— Start Provided data —

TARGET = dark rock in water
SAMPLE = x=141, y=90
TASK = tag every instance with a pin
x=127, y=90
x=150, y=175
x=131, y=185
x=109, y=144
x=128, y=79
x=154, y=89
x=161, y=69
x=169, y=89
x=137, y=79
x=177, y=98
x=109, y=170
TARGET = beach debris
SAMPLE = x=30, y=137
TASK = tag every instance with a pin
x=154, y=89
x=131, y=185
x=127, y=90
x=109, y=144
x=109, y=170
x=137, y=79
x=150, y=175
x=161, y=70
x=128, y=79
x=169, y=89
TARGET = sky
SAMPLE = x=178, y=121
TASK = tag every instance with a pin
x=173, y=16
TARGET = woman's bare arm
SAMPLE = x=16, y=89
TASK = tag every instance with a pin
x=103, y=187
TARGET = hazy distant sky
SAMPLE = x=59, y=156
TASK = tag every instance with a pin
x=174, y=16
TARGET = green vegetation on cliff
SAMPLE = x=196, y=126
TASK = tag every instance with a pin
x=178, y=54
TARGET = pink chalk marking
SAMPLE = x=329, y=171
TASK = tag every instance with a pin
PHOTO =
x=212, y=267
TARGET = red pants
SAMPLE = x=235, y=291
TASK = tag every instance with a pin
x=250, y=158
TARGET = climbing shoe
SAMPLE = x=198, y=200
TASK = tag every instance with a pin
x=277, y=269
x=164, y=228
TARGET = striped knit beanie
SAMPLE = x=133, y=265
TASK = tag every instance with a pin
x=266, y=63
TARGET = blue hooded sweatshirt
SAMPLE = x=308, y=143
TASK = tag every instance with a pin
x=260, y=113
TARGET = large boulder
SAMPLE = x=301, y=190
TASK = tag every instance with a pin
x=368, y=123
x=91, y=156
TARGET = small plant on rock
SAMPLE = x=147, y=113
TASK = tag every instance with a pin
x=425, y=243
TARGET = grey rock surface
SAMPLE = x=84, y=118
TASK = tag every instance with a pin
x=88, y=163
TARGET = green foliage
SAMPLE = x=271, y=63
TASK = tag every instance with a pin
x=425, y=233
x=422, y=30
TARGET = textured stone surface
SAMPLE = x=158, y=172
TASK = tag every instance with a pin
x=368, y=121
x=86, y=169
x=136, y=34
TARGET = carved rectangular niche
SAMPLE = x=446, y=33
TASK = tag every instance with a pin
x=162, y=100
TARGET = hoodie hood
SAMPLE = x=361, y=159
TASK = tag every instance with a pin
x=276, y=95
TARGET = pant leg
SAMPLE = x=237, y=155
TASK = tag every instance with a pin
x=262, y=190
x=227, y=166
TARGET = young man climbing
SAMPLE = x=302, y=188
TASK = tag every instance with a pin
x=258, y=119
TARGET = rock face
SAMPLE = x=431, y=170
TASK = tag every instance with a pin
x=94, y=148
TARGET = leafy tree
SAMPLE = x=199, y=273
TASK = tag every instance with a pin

— End Provided data —

* Direction: Copy out every line of the data above, exactly as given.

* Exercise answer:
TARGET = dark rock in water
SAMPLE = x=141, y=90
TASK = tag every instance with a pin
x=127, y=90
x=150, y=175
x=131, y=185
x=109, y=144
x=128, y=79
x=154, y=89
x=161, y=69
x=169, y=89
x=137, y=79
x=177, y=98
x=109, y=170
TARGET = beach debris
SAMPLE = x=30, y=137
TASK = tag every instance with a pin
x=154, y=89
x=131, y=185
x=127, y=90
x=109, y=144
x=109, y=170
x=137, y=79
x=150, y=175
x=161, y=70
x=128, y=79
x=169, y=89
TARGET = sky
SAMPLE = x=178, y=121
TASK = tag every instance with a pin
x=173, y=16
TARGET = woman's bare arm
SAMPLE = x=16, y=89
TASK = tag every instance with a pin
x=103, y=187
TARGET = hazy distant sky
SAMPLE = x=59, y=156
TASK = tag every instance with a pin
x=174, y=16
TARGET = green vegetation on cliff
SAMPLE = x=196, y=126
TASK = tag every instance with a pin
x=178, y=54
TARGET = pink chalk marking
SAMPLE = x=329, y=171
TASK = tag every instance with a pin
PHOTO =
x=212, y=267
TARGET = red pants
SAMPLE = x=235, y=291
TASK = tag every instance with a pin
x=250, y=158
TARGET = climbing shoe
SAMPLE = x=198, y=200
TASK = tag every instance with a pin
x=277, y=269
x=164, y=228
TARGET = striped knit beanie
SAMPLE = x=133, y=265
TASK = tag every instance with a pin
x=266, y=63
TARGET = blue hooded sweatshirt
SAMPLE = x=308, y=143
TASK = tag every instance with a pin
x=260, y=113
TARGET = large boulder
SAMPLE = x=301, y=190
TASK = tag every instance with a pin
x=368, y=123
x=91, y=156
TARGET = small plant on rock
SAMPLE = x=147, y=113
TASK = tag every instance with a pin
x=425, y=243
TARGET = grey rock surface
SAMPLE = x=84, y=118
TASK = tag every instance with a pin
x=88, y=163
TARGET = green foliage
SAMPLE = x=271, y=63
TASK = tag every instance with a pin
x=425, y=233
x=422, y=30
TARGET = textured stone surface
SAMPLE = x=158, y=172
TASK = tag every instance with a pin
x=368, y=121
x=86, y=169
x=136, y=34
TARGET = carved rectangular niche
SAMPLE = x=446, y=33
TASK = tag every instance with a pin
x=162, y=100
TARGET = hoodie hood
SAMPLE = x=361, y=159
TASK = tag every instance with a pin
x=276, y=95
TARGET = pant leg
SAMPLE = x=237, y=155
TASK = tag every instance with a pin
x=262, y=190
x=227, y=166
TARGET = young man climbing
SAMPLE = x=302, y=188
TASK = tag every instance with a pin
x=258, y=119
TARGET = rock face
SAMPLE = x=431, y=170
TASK = tag every instance with a pin
x=94, y=148
TARGET = leafy tree
SAMPLE = x=199, y=273
TASK = tag every instance with a pin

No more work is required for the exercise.